(Textauszug):
◇ ◇ ◇ ◇ ◇ ◇ ◇

Wolf Erlbruch traf ich mehrere Male in all den Jahren. Er kam zu Signierstunden, begleitete den englischen Kinderbuchautor John Saxby auf seiner Eduard-Speck-Tour, einmal war ich sogar Gast in seiner Werkstatt in Wuppertal. Auflagenhöhen, Bestsellerlisten und Auszeichnungen schienen ihm damals nicht wichtig zu sein. Beim ersten Kaffee redeten wir eher über Winter­einbrüche, alte Häuser und die Verpflichtung, sie als Erbe zu wahren.

Rauchende Löwen
Mit fünfzehn verließ Erlbruch die Schule („Das war wirklich nichts für mich!“) und begann eine Schriftsetzerlehre. Danach studierte er an der Folkwang-Hochschule in Essen-Werden Grafik und Design. Von 1967 bis 1974 lebte er in der Abteistadt und erinnerte sich sehr gerne an die Zeit. „Ich habe lange als Aushilfspostbote gearbeitet. Wenn am Monatsende Rentenauszahlung war, hatte ich oft fünfunddreißig, vierzigtausend Mark in meinem Postbeutel. Das darfst du heute gar Keinem mehr erzählen. Aber reichlich Trinkgeld habe ich dann immer gemacht. Die Werdener waren nämlich großzügige Menschen. Die meisten gaben mir von ihrer Rente einen Fünfer ab.“

Während seiner Zeit als Werbegrafiker arbeitete Wolf Erlbruch ebenfalls überaus erfolgreich. An die Samson-Werbung kann ich mich persönlich gut erinnern. Die in Jeans gekleideten, rauchenden Löwen sprachen mich, damals starker Raucher, an. Für den Playboy hatte er gezeichnet und auch für den Stern. In seinem Archiv zeigte er mir Illustrationen zu einem Vorabdruck von Cruz-Smiths Gorki Park. Auf einem Bild entdeckte ich Arkadi Renko alias William Hurt, auf einem anderen einen Mann, der Lee Marvin sehr ähnlich sah. „Das Interessante ist,“ erklärte mir Wolf Erlbruch, „dass die Illustrationen vor dem Film entstanden sind. Ich habe manchmal den Eindruck, die Leute von der Twenty Century Fox hätten nach diesen Bildern gecastet.“

In seiner Werkstatt sah es eigentlich aus wie im übrigen Haus auch. Überall alte Möbel, geordnetes Chaos, wo man hinschaute Bilder, Skulpturen, Kuriositäten. Auf einer Fensterbank zum Beispiel stand das Skelett einer weißen Hausziege. „So ein Skelett wollte ich immer schon haben, man kann so viel sehen, so viel lernen. Jahre habe ich gebraucht, bis ich einen Präparator gefunden hatte, der mir so ein Teil angefertigt hat.“ Das Atelier selbst war ein neunzig Quadratmeter großer Raum. An mindestens sechs Tischen konnte gearbeitet werden, überall Farben, Papier, Stifte, Skizzenbücher, Keilrahmen und Dinge, die man eben brauchte oder nicht brauchte: ein Krug, eine Pferdeschädel, eine Maske, Bücher und eine kaputte Brille. Ich konnte mich nicht satt sehen.

◇ ◇ ◇ ◇ ◇ ◇ ◇

(Bereitgestelltes Material):
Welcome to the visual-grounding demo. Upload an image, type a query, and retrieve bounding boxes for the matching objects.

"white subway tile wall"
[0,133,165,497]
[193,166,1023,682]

◇ ◇ ◇ ◇ ◇ ◇ ◇

(Aufgaben):
a. Beantworte zum Text über Wolf Erlbruch diese Fragen:
(i) Mit welchem Alter verließ Erlbruch die Schule?
(ii) In welchen Jahren lebte er in der Abteistadt?
(iii) Wie groß war sein Atelier?
b. Gib im Text über Wolf Erlbruch den Abschnitt von „Wolf Erlbruch traf“ bis „Erbe zu wahren.“ wortgetreu wieder.

(Die Ergebnisse):
a.
(i) Mit fünfzehn.
(ii) Von 1967 bis 1974.
(iii) Neunzig Quadratmeter.

b.
Wolf Erlbruch traf ich mehrere Male in all den Jahren. Er kam zu Signierstunden, begleitete den englischen Kinderbuchautor John Saxby auf seiner Eduard-Speck-Tour, einmal war ich sogar Gast in seiner Werkstatt in Wuppertal. Auflagenhöhen, Bestsellerlisten und Auszeichnungen schienen ihm damals nicht wichtig zu sein. Beim ersten Kaffee redeten wir eher über Winter­einbrüche, alte Häuser und die Verpflichtung, sie als Erbe zu wahren.